▶ **About this task**
Transcribe the package and Docker configuration text in full, reproducing every word, symbol, and line unchanged.
START Passage
Package Configuration

pyproject.toml defines:

  • Package name sol-execbench
  • Version 1.0.2, which is the Python package version rather than the v1.26 research-prerelease milestone tag
  • Python range >=3.12,<3.14
  • Console scripts sol-execbench and sol-execbench-baseline
  • Runtime dependencies, including PyTorch ROCm, torchvision ROCm, triton-rocm, Pydantic, Click, Rich, datasets, and native build helpers
  • Development dependencies for pytest, pytest-xdist, Ruff, Ty, and pre-commit
  • Pytest markers
  • Ruff exclusions
  • Ty source roots
  • UV package indexes for PyPI, PyTorch ROCm 7.1, and the PyTorch ROCm package root

Docker Wrapper Settings

scripts/run_docker.sh supports:

  • --build to build the selected Docker image.
  • --target <id> to select a declared target from docker/rocm-targets.json.
  • --allow-unknown-target with ROCM_DOCKER_IMAGE and ROCM_DOCKER_TAG.
  • --allow-mixed-version-dependencies for mixed-version dependency diagnostics.
  • --allow-untested-target-smoke for non-authoritative smoke/E2E runs on not_tested targets.
  • --record-container-validation to write container validation evidence after successful wrapper execution.
  • --preflight-only to run preflight classification without launching the benchmark command.
  • --compatibility-entry <path> and --compatibility-matrix <path> to write compatibility sidecars.

The wrapper derives PyTorch and Triton Docker build arguments from docker/rocm-targets.json so ROCm 7.0, 7.1, and 7.2 images can install target-specific ROCm wheel stacks without changing the project lockfile.
END Passage
START Excerpted records
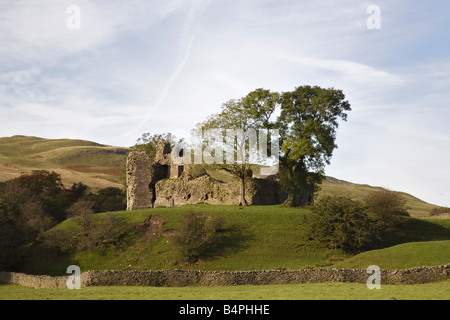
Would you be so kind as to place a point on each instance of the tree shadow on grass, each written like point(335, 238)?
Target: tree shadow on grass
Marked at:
END Excerpted records
START Excerpted records
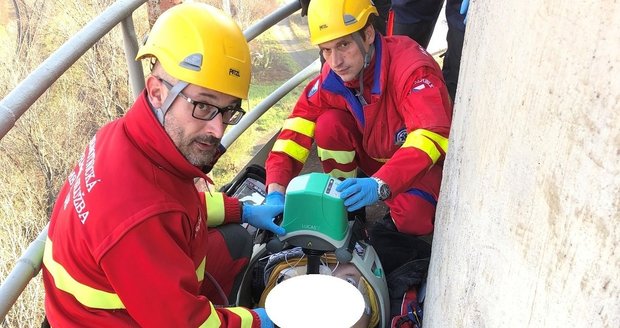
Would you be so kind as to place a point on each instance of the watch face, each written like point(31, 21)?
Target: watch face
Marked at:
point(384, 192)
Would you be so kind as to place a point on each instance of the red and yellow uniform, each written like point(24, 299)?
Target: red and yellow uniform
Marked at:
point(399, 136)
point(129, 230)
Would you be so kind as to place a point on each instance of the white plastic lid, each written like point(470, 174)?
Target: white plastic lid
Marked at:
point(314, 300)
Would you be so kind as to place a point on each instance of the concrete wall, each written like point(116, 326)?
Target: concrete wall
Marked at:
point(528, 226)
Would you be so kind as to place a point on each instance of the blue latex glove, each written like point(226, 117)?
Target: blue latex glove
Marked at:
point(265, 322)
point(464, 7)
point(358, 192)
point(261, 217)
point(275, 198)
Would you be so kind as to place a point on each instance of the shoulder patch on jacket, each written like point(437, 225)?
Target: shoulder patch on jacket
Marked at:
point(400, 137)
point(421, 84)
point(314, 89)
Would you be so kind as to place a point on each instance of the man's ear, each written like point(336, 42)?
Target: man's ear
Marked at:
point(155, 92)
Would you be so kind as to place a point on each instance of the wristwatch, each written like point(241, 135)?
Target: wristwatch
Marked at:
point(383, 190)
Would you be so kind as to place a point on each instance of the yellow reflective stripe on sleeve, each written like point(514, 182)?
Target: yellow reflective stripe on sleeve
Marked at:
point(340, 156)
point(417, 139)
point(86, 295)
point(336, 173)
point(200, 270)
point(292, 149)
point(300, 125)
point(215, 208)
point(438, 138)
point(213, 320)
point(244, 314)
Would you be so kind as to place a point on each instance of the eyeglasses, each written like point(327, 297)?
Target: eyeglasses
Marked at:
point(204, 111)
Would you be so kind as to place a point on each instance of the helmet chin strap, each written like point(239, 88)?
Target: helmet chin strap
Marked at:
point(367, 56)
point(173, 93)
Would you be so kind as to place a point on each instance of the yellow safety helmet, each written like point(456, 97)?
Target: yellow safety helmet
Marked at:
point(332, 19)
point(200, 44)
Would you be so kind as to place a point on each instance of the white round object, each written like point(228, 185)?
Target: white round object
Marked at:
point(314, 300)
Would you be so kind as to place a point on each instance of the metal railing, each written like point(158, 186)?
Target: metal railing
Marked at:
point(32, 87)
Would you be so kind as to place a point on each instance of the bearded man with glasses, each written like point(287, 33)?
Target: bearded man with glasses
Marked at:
END Excerpted records
▶ **Problem solution**
Package Configuration

pyproject.toml defines:

  • Package name sol-execbench
  • Version 1.0.2, which is the Python package version rather than the v1.26 research-prerelease milestone tag
  • Python range >=3.12,<3.14
  • Console scripts sol-execbench and sol-execbench-baseline
  • Runtime dependencies, including PyTorch ROCm, torchvision ROCm, triton-rocm, Pydantic, Click, Rich, datasets, and native build helpers
  • Development dependencies for pytest, pytest-xdist, Ruff, Ty, and pre-commit
  • Pytest markers
  • Ruff exclusions
  • Ty source roots
  • UV package indexes for PyPI, PyTorch ROCm 7.1, and the PyTorch ROCm package root

Docker Wrapper Settings

scripts/run_docker.sh supports:

  • --build to build the selected Docker image.
  • --target <id> to select a declared target from docker/rocm-targets.json.
  • --allow-unknown-target with ROCM_DOCKER_IMAGE and ROCM_DOCKER_TAG.
  • --allow-mixed-version-dependencies for mixed-version dependency diagnostics.
  • --allow-untested-target-smoke for non-authoritative smoke/E2E runs on not_tested targets.
  • --record-container-validation to write container validation evidence after successful wrapper execution.
  • --preflight-only to run preflight classification without launching the benchmark command.
  • --compatibility-entry <path> and --compatibility-matrix <path> to write compatibility sidecars.

The wrapper derives PyTorch and Triton Docker build arguments from docker/rocm-targets.json so ROCm 7.0, 7.1, and 7.2 images can install target-specific ROCm wheel stacks without changing the project lockfile.